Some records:
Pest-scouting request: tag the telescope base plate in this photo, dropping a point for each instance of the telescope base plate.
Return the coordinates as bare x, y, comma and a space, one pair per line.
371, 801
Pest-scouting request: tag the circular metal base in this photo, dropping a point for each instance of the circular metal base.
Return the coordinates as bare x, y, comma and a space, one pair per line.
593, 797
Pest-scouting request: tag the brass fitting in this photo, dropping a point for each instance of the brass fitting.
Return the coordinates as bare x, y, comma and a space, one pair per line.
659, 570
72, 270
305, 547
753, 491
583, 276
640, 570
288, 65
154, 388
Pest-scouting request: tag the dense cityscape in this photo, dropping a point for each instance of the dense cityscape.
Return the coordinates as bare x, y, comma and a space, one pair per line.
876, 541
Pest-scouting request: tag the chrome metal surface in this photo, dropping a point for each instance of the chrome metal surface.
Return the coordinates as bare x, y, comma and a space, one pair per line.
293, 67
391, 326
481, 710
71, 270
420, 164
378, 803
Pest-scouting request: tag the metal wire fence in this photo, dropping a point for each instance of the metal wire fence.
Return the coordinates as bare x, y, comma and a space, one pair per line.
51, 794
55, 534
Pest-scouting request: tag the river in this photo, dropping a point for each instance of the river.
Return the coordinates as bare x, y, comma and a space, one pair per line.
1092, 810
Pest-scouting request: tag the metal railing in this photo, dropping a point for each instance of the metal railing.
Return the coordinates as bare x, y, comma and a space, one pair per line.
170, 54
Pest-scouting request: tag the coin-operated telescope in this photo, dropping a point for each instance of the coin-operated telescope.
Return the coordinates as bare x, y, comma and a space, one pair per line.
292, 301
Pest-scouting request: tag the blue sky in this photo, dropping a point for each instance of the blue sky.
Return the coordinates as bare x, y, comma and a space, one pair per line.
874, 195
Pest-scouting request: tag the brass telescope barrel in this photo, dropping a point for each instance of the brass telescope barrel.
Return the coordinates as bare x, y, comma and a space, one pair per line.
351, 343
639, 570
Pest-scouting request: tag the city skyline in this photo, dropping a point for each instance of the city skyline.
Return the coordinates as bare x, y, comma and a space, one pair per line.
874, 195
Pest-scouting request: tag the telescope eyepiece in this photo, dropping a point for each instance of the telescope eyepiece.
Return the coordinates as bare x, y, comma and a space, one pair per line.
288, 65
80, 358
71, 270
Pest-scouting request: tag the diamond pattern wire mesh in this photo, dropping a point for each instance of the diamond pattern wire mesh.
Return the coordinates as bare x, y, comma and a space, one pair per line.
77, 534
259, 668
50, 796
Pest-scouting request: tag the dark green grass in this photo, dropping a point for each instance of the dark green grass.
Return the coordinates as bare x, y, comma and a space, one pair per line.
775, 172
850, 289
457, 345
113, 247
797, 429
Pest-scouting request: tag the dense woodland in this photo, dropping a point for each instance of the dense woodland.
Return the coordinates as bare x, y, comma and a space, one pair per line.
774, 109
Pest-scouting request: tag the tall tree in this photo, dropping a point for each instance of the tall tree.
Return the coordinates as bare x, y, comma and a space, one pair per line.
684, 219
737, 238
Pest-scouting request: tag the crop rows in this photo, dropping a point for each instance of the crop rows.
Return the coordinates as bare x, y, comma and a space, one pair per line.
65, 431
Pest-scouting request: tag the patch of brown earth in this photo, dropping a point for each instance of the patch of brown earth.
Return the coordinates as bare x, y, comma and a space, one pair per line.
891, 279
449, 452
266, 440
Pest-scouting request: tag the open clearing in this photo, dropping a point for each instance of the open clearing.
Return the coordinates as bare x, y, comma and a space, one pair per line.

▶ **Challenge**: Please retype every one of the records above, keeping each line identical to the original.

▶ **Expected answer**:
Pest-scouting request: tag the telescope base plate in this photo, dropping a point for each instance of the telescope base plate.
Return the coordinates as bare x, y, comma and a space, one pair per line.
371, 801
Pest-scouting request: tag the circular metal base in this photo, dropping a point for each instance of the circular metal base.
Return the coordinates as bare x, y, comma and a space, one pair per line.
593, 797
Pest-scouting request: tag the brass fitting in this photo, dropping a point for each instance of the brass fitting.
Return the coordinates as bare x, y, comma and a space, one pair per line.
659, 570
72, 270
305, 547
753, 491
583, 276
640, 570
288, 65
154, 388
Pest-scouting request: tag the dense cityscape in this photo, dropping a point for each instance of the dense cityscape.
Return the coordinates as bare x, y, comma and a space, one pair per line.
876, 541
Pest-scouting request: tag the chrome metal surface in this photo, dropping a point for each instance of the chrome metal surface.
Return the coordinates as bare x, y, comma and a space, one pair per line.
293, 67
391, 326
481, 710
71, 270
420, 164
378, 803
Pest-scouting request: tag the metal wire fence in this photo, dropping a point for each instance of the metal wire fence.
Return the coordinates as bare x, y, comma and a space, one pair per line.
51, 794
55, 534
Pest-scouting request: tag the river in this photo, dropping a point for each instance of the river.
Return the coordinates as bare x, y, comma and a space, one pair per line.
1092, 810
Pest-scouting request: tag the metal railing in this photo, dropping a point for each instance of the metal railing.
Return the coordinates as bare x, y, comma and a space, one pair per line.
170, 54
Pest-scouting request: tag the coin-operated telescope in this photo, dropping a point for each instance of the coin-operated telescope.
Return the coordinates as bare x, y, comma and a space, one pair per line.
292, 301
Pest-scouting request: tag the blue sky in this photo, dropping a point for each instance of the blue sky.
Return the coordinates as bare x, y, comma and a space, one pair per line.
874, 195
Pest-scouting request: tag the brass telescope barrel in this photo, dropping a point for each instance of the brass telescope barrel.
Return the coordinates as bare x, y, comma and a space, one pair per line.
351, 343
639, 570
Pest-scouting request: tag the city skyline in this photo, dropping a point for each instance of the city skyline.
Return the coordinates as bare x, y, comma and a space, one pair per line.
874, 195
Pest-scouting request: tag the telescope eyepiece in this photo, dropping a point for each instance of the telescope eyepiece.
Return the coordinates as bare x, y, comma and a space, one pair per line.
288, 65
80, 358
71, 270
Pest-scouting request: tag the diamond pattern wire mesh in this photo, dropping a point for each instance of the diamond pattern wire mesh.
Return the coordinates as bare x, y, comma and a space, one pair per line.
77, 534
259, 668
50, 796
Pest-scouting request: tag the dark green grass in this photo, dropping a point for each instance of the dark green grass.
Return the coordinates as bare x, y, comma and a space, one pair per line.
775, 172
850, 289
457, 345
113, 247
797, 429
Pest-scouting request: tag the dense woodland in this photo, dropping a point for each instance of the dense woodland.
Return the coordinates as bare x, y, comma and a space, one pair per line.
774, 109
Pest-scouting request: tag the tall tree in this photo, dropping a point for each instance of the tall tree.
Return the coordinates as bare x, y, comma and a space, one pair per line.
684, 219
737, 238
Pest-scouting request: tag the crop rows in this photo, dropping a point for each instance of the crop rows.
Return the coordinates as bare x, y, comma and a space, one pair per line.
65, 431
Pest-scouting request: tag the patch of brown earth in this photo, dropping a point for each instance of the patch of brown earth.
Return the coordinates as bare x, y, comma and a space, one pair per line.
891, 279
449, 452
266, 440
Pest-scouting request: tag the open clearing in this photo, dropping a point for each instance of the open clearing.
Return the coordinates as bare x, y, comma and a space, one pair per line.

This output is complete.